**Exercise tasks**:
- 1) Answer these questions from the profile of John MacMenamin:
(a) Who appointed him a Judge of the High Court?
(b) Whom did he marry, and in what year?
(c) On what date did his time in office on the Supreme Court end?
- 2) Rewrite the part of the profile of John MacMenamin starting at "Personal details" and ending at "2004 to 2012.", and put "Rathmines" in place of "Ranelagh".

**Exercise text**:
↓↓↓

Judge of the Supreme Court
- In office 15 March 2012 – 24 November 2022
- Nominated by: Government of Ireland
- Appointed by: Michael D. Higgins

Judge of the High Court
- In office 15 November 2004 – 15 March 2012
- Nominated by: Government of Ireland
- Appointed by: Mary McAleese

Personal details
- Born: 25 November 1952 (age 73) Ranelagh, Dublin, Ireland
- Spouse: Lia O'Hegarty ​(m. 2004)​
- Children: 1
- Education: University College Dublin; King's Inns;

= John MacMenamin =

Irish judge (born 1952)

John Eoin MacMenamin (born 25 November 1952) is a retired Irish judge who served as a Judge of the Supreme Court from 2012 to 2022 and a Judge of the High Court from 2004 to 2012.

↑↑↑

Natural-language object grounding data
↓↓↓

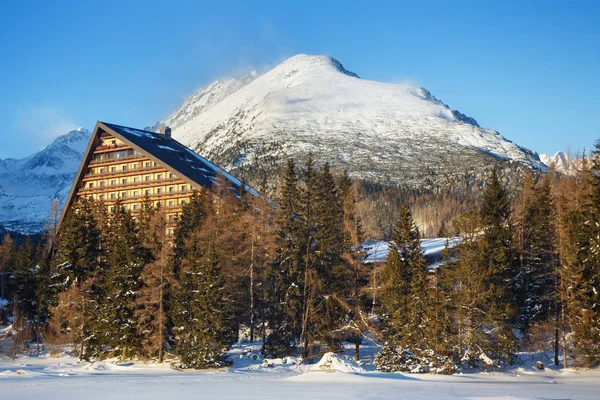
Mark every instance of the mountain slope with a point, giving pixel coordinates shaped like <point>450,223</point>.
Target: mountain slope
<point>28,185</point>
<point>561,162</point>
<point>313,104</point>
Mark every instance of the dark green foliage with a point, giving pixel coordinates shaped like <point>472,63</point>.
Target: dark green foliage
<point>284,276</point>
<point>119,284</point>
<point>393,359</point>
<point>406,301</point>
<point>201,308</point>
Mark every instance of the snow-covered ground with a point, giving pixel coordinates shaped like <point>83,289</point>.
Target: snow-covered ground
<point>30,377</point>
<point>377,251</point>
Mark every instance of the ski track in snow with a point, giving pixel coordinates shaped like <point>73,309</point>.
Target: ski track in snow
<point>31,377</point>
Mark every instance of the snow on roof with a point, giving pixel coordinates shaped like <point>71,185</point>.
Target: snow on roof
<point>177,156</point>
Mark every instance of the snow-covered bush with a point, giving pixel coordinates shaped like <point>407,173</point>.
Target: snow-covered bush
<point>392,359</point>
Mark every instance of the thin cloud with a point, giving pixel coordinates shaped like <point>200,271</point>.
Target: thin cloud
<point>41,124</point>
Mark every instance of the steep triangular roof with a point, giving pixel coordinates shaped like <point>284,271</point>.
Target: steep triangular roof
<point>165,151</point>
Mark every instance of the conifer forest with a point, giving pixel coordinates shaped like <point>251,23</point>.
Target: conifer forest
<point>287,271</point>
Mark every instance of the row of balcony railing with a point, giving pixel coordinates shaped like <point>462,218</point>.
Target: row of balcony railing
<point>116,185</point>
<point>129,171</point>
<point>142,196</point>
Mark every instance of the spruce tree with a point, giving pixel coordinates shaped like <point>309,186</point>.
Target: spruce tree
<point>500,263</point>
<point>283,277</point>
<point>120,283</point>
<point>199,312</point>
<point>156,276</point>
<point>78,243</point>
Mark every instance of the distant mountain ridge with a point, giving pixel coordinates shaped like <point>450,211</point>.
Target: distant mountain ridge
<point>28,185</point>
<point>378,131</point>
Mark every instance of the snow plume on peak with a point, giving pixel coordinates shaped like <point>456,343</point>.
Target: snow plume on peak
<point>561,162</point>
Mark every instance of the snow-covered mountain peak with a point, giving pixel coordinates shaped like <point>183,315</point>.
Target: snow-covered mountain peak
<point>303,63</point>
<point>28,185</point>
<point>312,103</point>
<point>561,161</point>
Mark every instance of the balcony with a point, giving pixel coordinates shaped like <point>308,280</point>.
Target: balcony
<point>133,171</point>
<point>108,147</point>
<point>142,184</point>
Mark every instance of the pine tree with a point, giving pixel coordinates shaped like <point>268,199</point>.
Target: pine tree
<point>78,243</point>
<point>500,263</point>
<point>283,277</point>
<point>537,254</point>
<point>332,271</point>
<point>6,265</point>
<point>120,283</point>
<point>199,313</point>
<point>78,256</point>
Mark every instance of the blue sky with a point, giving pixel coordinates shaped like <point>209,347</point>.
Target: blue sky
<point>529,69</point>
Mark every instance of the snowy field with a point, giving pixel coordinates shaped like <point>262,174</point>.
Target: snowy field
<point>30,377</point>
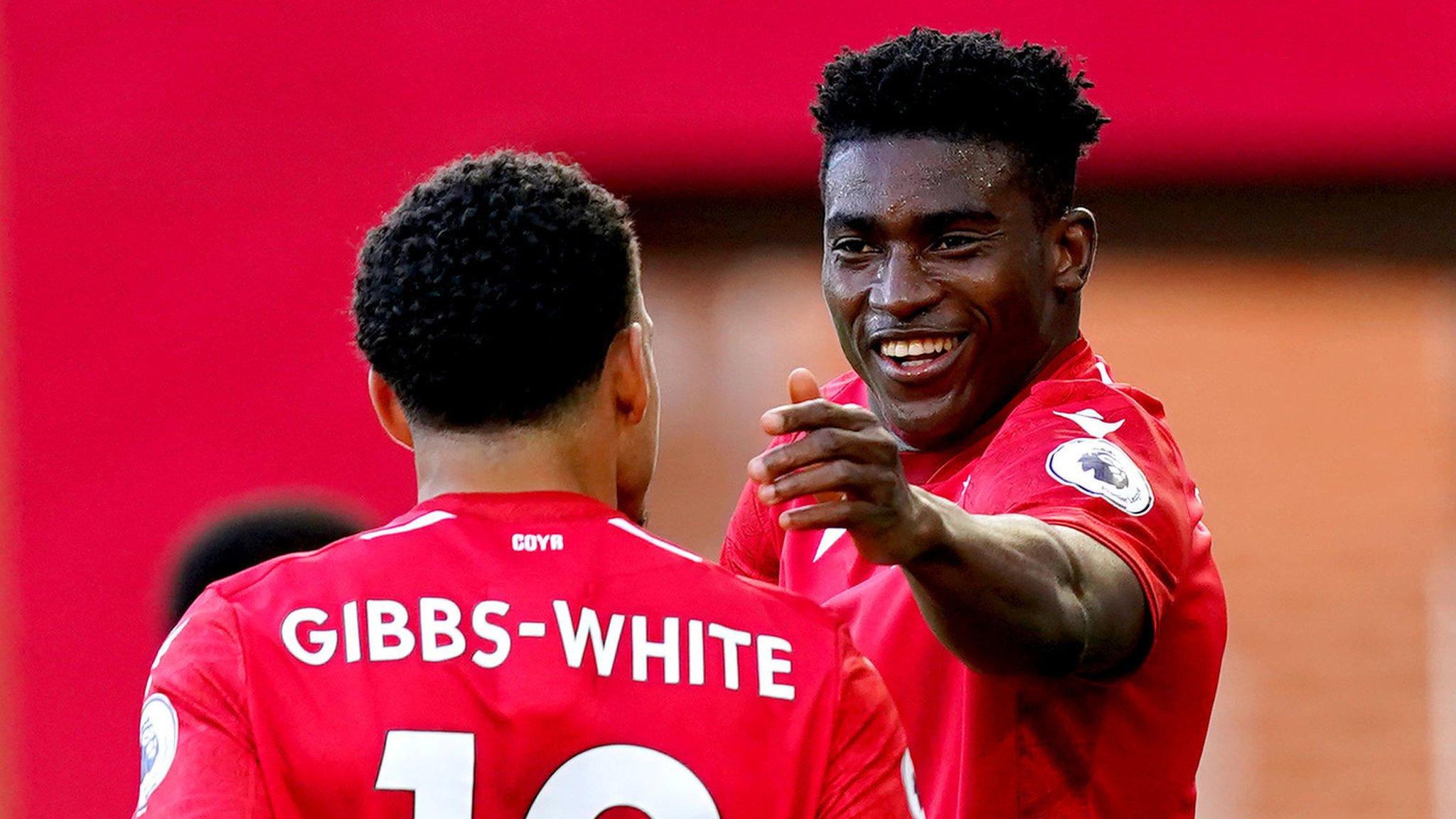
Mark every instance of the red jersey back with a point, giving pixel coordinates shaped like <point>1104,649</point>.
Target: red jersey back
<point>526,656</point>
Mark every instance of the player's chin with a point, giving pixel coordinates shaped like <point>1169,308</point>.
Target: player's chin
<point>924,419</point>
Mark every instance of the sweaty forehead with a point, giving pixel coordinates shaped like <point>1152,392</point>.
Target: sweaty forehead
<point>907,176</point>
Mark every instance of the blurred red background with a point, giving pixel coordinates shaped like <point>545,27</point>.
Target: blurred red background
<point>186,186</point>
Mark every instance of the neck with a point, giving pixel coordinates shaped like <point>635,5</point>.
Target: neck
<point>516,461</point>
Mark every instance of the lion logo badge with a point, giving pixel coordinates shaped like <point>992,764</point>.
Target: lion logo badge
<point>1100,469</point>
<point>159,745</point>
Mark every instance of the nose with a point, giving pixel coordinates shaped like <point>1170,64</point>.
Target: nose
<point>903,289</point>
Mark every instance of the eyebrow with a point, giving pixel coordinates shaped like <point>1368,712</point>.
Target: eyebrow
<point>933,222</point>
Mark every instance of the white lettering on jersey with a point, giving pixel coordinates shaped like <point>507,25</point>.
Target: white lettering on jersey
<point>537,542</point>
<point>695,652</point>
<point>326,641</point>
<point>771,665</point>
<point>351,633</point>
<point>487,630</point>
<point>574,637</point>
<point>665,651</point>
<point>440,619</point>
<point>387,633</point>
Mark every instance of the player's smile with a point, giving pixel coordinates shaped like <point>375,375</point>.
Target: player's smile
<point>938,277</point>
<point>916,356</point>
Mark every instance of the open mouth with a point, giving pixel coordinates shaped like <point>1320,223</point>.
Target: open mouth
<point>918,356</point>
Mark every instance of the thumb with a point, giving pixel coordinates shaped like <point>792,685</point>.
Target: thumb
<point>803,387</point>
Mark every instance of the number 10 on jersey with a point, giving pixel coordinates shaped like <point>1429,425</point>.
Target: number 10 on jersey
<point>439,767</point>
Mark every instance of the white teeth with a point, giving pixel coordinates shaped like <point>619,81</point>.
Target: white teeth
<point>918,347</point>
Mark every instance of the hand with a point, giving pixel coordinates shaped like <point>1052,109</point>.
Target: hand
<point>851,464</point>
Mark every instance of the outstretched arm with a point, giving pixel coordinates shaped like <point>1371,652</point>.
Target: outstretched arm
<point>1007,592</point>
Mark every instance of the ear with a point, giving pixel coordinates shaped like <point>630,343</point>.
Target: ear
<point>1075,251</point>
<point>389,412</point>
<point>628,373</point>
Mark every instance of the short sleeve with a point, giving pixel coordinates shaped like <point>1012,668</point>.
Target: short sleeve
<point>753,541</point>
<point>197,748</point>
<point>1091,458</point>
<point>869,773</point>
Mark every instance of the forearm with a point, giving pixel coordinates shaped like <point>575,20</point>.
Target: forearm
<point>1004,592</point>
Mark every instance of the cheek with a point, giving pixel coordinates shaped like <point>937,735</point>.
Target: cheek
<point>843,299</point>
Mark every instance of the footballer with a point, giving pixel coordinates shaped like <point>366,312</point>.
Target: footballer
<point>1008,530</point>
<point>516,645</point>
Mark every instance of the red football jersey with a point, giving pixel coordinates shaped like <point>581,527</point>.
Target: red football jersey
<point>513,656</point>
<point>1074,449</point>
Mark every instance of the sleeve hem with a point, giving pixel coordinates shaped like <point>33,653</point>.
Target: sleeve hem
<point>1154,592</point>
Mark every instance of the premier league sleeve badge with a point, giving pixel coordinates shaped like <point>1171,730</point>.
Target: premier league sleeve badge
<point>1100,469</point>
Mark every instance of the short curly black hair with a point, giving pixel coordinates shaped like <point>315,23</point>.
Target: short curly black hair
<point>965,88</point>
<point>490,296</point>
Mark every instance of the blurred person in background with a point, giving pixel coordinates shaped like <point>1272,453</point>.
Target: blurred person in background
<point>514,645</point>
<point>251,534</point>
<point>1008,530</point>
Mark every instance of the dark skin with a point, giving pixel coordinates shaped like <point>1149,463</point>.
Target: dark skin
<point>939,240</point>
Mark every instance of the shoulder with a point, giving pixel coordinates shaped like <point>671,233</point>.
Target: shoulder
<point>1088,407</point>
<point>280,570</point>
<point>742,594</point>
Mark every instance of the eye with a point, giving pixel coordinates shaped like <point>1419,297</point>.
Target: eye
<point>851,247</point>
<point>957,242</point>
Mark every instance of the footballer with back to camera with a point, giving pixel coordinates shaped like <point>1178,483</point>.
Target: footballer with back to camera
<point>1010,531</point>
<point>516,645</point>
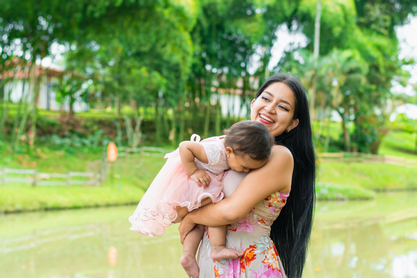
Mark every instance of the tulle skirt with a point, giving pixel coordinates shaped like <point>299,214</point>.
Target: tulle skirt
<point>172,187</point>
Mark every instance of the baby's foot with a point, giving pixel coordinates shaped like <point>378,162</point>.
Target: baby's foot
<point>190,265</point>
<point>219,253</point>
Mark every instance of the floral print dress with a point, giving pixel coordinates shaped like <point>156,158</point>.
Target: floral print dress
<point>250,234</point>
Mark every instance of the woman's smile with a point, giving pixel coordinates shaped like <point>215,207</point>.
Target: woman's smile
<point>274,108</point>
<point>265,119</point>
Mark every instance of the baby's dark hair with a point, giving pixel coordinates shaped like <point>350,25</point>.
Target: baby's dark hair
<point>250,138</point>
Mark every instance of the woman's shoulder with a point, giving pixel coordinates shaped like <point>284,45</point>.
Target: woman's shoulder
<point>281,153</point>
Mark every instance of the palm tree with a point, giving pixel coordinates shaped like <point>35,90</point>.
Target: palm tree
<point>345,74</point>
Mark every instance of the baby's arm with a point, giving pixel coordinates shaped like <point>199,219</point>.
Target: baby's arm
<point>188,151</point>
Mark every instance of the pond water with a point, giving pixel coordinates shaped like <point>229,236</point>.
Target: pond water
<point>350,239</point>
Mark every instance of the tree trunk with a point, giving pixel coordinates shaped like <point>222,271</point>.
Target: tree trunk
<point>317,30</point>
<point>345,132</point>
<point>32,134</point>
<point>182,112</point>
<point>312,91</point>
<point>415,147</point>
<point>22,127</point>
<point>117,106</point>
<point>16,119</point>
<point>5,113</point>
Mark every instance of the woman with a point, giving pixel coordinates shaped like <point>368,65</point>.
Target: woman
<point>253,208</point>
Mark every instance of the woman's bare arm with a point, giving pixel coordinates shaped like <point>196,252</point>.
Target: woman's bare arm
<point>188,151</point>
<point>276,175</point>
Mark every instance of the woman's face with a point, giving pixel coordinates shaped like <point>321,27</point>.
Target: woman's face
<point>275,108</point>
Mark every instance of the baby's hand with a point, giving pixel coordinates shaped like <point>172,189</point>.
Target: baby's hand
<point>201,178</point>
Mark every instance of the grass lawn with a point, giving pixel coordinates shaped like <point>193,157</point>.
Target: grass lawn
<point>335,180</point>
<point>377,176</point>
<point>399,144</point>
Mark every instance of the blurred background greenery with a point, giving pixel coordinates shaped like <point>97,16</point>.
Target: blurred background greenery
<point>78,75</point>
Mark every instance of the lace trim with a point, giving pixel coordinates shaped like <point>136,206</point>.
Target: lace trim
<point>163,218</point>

↑↑↑

**Answer set**:
- 1)
(a) Mary McAleese
(b) Lia O'Hegarty, in 2004
(c) 24 November 2022

- 2)
Personal details
- Born: 25 November 1952 (age 73) Rathmines, Dublin, Ireland
- Spouse: Lia O'Hegarty ​(m. 2004)​
- Children: 1
- Education: University College Dublin; King's Inns;

= John MacMenamin =

Irish judge (born 1952)

John Eoin MacMenamin (born 25 November 1952) is a retired Irish judge who served as a Judge of the Supreme Court from 2012 to 2022 and a Judge of the High Court from 2004 to 2012.